┌──

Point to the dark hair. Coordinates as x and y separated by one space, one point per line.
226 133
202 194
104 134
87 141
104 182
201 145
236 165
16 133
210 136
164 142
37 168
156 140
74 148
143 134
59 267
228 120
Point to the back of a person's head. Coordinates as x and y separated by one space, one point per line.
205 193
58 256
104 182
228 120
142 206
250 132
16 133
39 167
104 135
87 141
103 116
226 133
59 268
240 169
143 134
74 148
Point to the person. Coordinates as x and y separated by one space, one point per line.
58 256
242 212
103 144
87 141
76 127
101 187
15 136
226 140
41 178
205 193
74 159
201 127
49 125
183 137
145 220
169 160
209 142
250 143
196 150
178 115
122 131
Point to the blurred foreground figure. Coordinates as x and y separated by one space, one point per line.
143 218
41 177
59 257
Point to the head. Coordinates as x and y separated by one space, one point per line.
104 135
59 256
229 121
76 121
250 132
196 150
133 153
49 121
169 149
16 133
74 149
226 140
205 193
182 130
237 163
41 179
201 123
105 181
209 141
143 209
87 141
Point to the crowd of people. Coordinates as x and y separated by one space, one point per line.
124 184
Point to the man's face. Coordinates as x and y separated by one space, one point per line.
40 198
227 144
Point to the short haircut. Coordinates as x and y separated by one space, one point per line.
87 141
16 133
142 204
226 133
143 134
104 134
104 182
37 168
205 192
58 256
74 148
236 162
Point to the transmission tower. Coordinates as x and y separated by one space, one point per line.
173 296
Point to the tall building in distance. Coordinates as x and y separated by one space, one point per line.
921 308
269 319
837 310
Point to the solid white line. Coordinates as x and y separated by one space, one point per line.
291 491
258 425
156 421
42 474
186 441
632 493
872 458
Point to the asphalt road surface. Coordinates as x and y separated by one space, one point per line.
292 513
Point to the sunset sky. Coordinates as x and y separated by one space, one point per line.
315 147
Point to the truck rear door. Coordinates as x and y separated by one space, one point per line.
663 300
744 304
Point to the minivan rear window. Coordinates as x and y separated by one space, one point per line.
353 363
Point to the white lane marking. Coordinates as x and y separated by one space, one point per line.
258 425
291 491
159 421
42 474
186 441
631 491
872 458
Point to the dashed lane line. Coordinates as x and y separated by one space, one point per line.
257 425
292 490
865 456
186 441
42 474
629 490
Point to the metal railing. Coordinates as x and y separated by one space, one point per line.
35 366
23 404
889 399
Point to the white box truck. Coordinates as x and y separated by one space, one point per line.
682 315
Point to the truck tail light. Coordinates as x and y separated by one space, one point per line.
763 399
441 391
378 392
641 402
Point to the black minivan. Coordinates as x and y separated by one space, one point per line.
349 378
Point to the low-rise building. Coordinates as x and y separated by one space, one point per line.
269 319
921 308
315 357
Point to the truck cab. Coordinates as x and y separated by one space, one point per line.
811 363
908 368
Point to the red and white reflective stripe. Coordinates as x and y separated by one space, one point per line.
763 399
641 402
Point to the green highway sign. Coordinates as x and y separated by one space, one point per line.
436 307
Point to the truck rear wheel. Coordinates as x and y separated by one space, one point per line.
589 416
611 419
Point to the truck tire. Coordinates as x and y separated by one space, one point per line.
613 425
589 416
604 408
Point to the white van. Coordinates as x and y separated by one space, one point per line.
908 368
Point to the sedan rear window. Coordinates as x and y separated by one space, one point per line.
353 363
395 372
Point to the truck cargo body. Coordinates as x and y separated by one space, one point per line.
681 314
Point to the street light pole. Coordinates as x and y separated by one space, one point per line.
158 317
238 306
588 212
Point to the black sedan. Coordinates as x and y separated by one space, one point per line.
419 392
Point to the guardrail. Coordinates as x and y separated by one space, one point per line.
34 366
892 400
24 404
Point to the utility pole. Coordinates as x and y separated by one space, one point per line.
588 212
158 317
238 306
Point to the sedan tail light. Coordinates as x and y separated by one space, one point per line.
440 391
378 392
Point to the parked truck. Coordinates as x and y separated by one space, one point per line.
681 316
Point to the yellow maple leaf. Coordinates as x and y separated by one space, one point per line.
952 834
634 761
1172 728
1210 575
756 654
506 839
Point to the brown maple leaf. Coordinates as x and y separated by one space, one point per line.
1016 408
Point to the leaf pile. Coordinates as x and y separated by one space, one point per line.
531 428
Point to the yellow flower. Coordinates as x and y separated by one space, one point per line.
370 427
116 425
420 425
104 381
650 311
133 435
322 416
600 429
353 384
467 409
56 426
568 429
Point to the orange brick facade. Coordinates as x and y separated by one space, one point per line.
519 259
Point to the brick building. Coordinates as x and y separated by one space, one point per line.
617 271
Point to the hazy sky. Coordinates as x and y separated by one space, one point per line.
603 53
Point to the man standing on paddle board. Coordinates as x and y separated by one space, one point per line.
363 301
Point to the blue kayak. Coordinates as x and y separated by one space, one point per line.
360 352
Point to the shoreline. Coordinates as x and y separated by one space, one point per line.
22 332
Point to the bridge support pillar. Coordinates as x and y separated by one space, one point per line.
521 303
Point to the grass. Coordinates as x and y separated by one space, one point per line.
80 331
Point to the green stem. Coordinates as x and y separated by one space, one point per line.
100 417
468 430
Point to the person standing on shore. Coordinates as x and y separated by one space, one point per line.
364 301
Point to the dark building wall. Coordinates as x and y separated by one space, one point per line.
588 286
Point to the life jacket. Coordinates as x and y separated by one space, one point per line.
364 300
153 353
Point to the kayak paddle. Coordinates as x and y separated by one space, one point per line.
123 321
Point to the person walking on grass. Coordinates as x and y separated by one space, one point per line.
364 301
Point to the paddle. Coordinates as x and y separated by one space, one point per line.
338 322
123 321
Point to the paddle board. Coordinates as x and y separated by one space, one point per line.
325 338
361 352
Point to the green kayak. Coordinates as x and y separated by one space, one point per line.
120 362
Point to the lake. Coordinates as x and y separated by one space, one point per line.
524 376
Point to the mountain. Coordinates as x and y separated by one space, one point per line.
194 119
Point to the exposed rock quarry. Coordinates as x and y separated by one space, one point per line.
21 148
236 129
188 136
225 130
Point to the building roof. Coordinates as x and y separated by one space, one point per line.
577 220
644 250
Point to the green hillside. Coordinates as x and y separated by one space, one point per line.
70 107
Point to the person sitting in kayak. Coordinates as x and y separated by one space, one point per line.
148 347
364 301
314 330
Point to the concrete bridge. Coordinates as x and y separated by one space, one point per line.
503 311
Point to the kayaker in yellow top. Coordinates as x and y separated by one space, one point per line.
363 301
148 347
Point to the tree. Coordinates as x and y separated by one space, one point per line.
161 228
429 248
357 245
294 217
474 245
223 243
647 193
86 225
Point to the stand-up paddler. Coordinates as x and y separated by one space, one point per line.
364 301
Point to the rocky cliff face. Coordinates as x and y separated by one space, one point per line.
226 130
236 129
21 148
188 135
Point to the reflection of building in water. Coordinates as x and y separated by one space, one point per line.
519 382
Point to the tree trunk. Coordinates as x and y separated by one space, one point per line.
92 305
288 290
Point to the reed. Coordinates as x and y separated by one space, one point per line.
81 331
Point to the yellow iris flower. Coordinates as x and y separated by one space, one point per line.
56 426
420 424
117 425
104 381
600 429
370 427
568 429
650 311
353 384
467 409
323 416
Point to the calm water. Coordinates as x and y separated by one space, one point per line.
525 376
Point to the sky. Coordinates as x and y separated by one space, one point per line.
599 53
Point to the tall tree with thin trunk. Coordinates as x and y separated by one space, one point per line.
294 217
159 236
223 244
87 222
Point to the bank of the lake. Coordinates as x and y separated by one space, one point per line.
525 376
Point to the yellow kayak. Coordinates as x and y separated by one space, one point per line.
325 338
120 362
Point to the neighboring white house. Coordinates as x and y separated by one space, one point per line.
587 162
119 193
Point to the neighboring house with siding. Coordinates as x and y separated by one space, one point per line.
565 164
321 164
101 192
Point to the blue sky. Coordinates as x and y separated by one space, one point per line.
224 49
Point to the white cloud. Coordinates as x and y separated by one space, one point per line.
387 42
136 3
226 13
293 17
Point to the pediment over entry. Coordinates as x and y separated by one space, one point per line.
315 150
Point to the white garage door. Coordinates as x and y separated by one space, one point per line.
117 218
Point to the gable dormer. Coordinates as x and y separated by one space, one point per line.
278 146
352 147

└──

Exactly as written, give again every line from the one containing "Point to the bank" through the last line of the material above, and no other lines.

Finished answer:
Point to the bank of the lake. Coordinates as x and y separated by one space, one point per line.
525 376
Point to the yellow kayak. Coordinates as x and y separated by one space, one point per line.
325 338
120 362
Point to the neighboring white house. Coordinates as x and y separated by one space, one point per line.
587 162
119 193
Point to the neighboring house with siding. Coordinates as x and y separated by one space, one point per line.
565 164
321 164
101 192
Point to the blue sky. Coordinates as x and y separated by one space, one point per line.
224 49
Point to the white cloud. Coordinates as x and y separated by one space, one point per line.
387 42
136 3
226 13
293 17
Point to the pediment over entry. Coordinates as x and y separated by one space, one point per line.
315 150
Point to the white garage door. Coordinates as x and y separated by one space, one point per line.
117 218
Point to the gable dormer. Coordinates as x and y separated by one space, one point per line.
278 146
352 147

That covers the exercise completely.